Aim of the task: Rewrite all the records below, replacing "outlines per instance" with "one outline for each instance" and leaving everything else unchanged.

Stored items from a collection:
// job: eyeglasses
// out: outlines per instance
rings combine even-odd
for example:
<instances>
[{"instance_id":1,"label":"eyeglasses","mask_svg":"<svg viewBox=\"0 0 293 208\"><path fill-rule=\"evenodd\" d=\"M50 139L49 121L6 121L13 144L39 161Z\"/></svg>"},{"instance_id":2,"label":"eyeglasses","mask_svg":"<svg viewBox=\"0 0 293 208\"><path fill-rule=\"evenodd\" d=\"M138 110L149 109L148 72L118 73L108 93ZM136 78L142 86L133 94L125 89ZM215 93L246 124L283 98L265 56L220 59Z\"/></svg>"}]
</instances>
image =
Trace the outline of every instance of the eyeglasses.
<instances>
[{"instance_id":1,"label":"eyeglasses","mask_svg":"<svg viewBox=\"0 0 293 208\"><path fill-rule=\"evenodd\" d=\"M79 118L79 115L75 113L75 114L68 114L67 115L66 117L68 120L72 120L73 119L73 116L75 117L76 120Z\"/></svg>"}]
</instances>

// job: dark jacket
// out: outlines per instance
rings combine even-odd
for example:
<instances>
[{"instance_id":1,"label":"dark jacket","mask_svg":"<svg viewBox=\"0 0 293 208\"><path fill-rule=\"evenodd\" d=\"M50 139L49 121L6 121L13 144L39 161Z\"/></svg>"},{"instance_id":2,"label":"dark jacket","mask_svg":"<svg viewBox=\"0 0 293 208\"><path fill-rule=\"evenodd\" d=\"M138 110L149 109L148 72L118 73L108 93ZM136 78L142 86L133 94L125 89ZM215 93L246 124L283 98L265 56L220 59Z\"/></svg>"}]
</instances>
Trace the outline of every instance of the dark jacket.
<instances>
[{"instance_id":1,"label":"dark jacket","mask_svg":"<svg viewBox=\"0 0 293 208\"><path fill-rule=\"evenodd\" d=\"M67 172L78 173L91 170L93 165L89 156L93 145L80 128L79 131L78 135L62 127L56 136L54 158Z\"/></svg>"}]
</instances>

Exercise answer:
// job: eyeglasses
// out: one outline for each instance
rings combine even-odd
for example:
<instances>
[{"instance_id":1,"label":"eyeglasses","mask_svg":"<svg viewBox=\"0 0 293 208\"><path fill-rule=\"evenodd\" d=\"M50 139L49 121L6 121L13 144L39 161Z\"/></svg>"},{"instance_id":2,"label":"eyeglasses","mask_svg":"<svg viewBox=\"0 0 293 208\"><path fill-rule=\"evenodd\" d=\"M138 110L149 109L148 72L118 73L108 93ZM136 78L142 86L133 94L125 89ZM215 93L246 124L283 98L265 56L220 59Z\"/></svg>"}]
</instances>
image =
Trace the outline of every instance of the eyeglasses.
<instances>
[{"instance_id":1,"label":"eyeglasses","mask_svg":"<svg viewBox=\"0 0 293 208\"><path fill-rule=\"evenodd\" d=\"M79 118L79 115L75 113L75 114L68 114L67 115L66 117L68 120L72 120L73 119L73 116L75 117L76 120Z\"/></svg>"}]
</instances>

// job: dark jacket
// out: one outline for each instance
rings combine even-odd
for example:
<instances>
[{"instance_id":1,"label":"dark jacket","mask_svg":"<svg viewBox=\"0 0 293 208\"><path fill-rule=\"evenodd\" d=\"M50 139L49 121L6 121L13 144L39 161Z\"/></svg>"},{"instance_id":2,"label":"dark jacket","mask_svg":"<svg viewBox=\"0 0 293 208\"><path fill-rule=\"evenodd\" d=\"M138 110L149 109L148 72L118 73L108 93ZM136 78L142 86L133 94L125 89ZM215 93L246 124L283 98L265 56L220 59Z\"/></svg>"}]
</instances>
Trace the outline of every instance of the dark jacket.
<instances>
[{"instance_id":1,"label":"dark jacket","mask_svg":"<svg viewBox=\"0 0 293 208\"><path fill-rule=\"evenodd\" d=\"M67 172L78 173L91 170L93 165L89 156L93 145L80 128L79 131L78 135L62 127L56 136L54 158Z\"/></svg>"}]
</instances>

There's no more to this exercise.